§ **How to complete this task**
Take the listing below and print exactly the lines starting at the line containing "Target: damaged apartment building" and ending at the line containing "Target: tree line", both ends included, and no others.

-------- Working data --------

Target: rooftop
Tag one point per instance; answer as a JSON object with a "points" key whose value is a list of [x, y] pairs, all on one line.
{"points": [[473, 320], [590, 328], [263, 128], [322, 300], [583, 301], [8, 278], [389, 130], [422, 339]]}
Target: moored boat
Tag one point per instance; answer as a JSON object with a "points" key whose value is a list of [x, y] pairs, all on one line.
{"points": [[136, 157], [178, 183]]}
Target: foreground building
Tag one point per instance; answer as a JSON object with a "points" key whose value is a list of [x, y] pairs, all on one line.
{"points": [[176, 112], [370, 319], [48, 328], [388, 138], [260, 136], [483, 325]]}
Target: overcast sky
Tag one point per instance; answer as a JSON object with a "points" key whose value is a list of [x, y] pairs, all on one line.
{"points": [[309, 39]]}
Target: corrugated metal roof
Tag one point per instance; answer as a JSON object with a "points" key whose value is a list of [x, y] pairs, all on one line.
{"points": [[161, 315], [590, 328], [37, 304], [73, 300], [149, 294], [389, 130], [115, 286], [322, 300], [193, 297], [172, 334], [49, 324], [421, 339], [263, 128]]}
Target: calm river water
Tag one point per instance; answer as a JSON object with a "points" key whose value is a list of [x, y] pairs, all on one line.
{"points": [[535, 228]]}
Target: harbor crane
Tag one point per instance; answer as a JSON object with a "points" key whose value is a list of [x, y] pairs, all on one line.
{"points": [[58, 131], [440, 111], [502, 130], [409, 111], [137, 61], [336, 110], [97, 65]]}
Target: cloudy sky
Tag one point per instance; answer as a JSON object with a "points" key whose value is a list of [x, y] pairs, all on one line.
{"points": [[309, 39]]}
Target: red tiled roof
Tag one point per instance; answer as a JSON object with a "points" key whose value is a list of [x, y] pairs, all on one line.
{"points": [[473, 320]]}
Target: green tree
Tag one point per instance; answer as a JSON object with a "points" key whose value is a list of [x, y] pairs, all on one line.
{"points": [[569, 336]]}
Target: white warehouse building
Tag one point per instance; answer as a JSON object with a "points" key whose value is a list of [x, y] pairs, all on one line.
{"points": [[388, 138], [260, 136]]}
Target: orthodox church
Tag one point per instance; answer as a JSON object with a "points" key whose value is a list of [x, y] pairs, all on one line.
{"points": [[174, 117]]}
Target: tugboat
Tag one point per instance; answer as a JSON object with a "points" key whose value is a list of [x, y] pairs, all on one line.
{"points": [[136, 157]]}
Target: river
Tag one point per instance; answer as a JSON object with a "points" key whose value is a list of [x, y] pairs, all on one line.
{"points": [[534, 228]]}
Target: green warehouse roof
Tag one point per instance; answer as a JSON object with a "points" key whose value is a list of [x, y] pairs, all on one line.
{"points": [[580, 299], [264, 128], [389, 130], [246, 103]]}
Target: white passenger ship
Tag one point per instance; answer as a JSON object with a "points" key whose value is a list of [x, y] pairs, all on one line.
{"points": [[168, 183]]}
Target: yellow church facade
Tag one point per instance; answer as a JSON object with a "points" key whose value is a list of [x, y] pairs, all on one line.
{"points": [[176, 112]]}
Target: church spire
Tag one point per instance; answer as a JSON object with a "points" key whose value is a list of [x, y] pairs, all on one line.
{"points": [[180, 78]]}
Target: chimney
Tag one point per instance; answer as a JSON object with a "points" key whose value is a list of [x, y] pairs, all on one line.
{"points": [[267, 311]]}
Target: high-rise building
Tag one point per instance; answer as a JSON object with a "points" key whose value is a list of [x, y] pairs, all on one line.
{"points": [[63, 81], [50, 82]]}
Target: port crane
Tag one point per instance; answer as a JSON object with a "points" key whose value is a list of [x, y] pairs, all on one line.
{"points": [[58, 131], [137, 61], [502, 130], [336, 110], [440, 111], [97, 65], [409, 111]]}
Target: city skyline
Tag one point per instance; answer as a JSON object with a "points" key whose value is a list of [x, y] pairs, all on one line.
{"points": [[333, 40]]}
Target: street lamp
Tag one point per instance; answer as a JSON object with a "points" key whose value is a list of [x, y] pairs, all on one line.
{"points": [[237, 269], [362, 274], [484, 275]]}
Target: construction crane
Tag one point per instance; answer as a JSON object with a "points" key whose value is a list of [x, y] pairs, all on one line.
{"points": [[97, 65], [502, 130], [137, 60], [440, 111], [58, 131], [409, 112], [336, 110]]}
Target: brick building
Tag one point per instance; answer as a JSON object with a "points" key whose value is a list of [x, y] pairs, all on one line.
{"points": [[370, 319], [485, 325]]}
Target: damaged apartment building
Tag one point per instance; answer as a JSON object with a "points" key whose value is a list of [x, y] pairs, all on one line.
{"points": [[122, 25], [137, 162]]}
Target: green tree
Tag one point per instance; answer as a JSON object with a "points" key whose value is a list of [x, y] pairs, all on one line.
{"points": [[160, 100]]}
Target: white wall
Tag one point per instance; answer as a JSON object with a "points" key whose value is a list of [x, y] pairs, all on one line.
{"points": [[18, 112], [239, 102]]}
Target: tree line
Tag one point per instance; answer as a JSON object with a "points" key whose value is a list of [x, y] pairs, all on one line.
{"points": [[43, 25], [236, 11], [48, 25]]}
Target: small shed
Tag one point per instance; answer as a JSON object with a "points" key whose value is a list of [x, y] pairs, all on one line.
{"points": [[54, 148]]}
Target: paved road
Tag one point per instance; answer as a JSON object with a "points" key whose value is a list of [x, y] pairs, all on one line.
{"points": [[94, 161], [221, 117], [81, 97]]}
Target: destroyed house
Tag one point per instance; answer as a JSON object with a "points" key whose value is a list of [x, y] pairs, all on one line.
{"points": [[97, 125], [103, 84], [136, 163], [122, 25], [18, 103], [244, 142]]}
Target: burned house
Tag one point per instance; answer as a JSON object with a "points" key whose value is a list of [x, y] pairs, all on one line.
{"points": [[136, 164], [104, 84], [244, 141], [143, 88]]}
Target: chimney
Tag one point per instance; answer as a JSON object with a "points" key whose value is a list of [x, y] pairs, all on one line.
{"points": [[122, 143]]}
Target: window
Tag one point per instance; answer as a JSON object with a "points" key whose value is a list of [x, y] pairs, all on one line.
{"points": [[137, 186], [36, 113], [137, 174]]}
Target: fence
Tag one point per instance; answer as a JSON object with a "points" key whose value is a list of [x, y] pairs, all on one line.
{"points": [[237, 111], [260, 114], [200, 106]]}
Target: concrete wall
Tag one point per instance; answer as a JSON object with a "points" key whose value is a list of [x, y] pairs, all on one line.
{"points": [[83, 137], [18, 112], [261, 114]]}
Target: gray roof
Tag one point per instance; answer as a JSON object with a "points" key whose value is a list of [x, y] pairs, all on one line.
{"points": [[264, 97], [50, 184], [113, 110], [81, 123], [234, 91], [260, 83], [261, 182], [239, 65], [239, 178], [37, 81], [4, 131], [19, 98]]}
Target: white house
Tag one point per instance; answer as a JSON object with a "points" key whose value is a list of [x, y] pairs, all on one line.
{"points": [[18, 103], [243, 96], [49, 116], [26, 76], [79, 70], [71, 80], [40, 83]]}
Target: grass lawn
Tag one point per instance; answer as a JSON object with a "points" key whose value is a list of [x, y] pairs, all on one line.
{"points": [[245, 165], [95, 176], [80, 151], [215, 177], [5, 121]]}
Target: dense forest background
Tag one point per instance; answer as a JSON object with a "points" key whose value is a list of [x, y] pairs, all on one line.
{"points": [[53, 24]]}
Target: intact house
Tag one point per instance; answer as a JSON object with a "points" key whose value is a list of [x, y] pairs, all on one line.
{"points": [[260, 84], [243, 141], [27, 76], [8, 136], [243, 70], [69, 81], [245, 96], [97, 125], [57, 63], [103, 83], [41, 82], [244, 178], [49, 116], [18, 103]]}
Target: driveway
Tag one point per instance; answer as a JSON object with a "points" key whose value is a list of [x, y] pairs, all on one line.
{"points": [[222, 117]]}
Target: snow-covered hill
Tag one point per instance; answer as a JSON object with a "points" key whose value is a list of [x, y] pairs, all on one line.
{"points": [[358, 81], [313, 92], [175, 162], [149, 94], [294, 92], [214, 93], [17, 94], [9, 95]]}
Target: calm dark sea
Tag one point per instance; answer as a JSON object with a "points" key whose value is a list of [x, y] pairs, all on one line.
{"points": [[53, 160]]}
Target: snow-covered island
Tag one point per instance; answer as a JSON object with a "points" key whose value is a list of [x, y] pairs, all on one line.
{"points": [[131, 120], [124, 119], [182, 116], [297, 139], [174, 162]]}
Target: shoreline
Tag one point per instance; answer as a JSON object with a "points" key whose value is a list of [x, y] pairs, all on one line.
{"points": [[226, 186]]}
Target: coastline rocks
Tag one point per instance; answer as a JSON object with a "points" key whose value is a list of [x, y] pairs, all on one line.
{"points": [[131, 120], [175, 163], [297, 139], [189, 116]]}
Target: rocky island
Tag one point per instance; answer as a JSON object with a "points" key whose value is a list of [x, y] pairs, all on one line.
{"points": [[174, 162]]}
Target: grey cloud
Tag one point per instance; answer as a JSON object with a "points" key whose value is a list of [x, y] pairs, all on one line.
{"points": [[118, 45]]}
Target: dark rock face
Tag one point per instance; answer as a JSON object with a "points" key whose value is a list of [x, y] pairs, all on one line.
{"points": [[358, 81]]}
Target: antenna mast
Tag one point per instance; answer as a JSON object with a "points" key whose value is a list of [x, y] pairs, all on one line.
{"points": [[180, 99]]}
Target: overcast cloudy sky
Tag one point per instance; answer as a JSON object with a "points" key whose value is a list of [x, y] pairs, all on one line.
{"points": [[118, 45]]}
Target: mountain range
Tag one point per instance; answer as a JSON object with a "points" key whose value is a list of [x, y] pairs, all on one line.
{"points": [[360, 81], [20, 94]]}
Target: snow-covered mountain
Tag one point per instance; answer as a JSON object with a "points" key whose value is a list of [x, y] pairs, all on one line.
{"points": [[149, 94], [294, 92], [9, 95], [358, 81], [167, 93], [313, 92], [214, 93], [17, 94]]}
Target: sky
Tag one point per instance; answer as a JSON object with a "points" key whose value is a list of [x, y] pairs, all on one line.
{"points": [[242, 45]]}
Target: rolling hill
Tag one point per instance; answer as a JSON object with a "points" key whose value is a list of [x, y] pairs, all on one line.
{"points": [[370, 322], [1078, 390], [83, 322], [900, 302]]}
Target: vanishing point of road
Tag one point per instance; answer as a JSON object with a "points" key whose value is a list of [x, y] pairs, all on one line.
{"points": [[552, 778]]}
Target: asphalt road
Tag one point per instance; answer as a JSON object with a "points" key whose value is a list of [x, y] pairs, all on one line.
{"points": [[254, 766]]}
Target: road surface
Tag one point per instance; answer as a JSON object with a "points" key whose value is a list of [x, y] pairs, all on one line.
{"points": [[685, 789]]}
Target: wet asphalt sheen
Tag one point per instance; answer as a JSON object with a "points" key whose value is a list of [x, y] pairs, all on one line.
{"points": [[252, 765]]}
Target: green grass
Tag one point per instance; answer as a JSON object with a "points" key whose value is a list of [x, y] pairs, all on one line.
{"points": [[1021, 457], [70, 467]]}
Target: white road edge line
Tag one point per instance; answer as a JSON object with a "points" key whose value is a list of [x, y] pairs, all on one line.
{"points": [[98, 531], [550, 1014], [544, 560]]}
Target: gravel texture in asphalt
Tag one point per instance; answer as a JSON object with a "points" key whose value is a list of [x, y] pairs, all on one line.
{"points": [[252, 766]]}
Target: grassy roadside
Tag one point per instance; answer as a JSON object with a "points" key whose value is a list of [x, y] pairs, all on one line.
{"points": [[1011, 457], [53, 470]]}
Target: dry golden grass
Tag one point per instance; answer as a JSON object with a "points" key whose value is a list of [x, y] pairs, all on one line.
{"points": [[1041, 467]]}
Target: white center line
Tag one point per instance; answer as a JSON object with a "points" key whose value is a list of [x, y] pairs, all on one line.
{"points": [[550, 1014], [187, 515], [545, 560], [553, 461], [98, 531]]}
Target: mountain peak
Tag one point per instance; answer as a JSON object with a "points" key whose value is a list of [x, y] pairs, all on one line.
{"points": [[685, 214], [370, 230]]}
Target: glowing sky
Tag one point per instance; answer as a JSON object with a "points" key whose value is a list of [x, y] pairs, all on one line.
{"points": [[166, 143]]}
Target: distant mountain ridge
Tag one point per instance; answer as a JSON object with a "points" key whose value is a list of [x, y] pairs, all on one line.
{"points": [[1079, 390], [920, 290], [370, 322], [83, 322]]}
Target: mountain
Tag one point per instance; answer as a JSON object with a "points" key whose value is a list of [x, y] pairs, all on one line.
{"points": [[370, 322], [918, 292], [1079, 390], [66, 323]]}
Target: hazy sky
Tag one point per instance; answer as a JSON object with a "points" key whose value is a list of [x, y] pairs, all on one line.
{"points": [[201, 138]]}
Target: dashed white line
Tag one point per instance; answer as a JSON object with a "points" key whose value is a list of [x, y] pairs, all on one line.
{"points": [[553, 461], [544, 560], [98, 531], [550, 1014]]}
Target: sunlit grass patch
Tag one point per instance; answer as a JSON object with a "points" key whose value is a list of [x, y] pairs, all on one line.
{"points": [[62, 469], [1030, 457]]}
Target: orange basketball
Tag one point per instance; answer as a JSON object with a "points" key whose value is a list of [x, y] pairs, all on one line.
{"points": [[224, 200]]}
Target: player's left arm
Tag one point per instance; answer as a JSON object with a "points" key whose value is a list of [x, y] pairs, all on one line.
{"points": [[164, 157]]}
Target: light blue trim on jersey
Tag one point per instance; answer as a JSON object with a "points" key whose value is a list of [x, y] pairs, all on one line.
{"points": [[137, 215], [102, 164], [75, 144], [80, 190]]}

--------

§ **Result**
Target: damaged apartment building
Tag one point per instance; answer as a JSON object with a "points" key whose value is a list of [x, y] pairs, all on one line.
{"points": [[122, 25], [137, 162]]}
Target: green tree
Tag one point per instance; answer as a JSON object with a "points" key whose value is a list of [x, y] pairs, all on one line.
{"points": [[160, 100]]}
Target: white wall
Tag one point per instance; answer as a JSON object with a "points" key whose value is a list of [x, y] pairs, all on one line.
{"points": [[18, 112], [239, 102]]}
Target: tree line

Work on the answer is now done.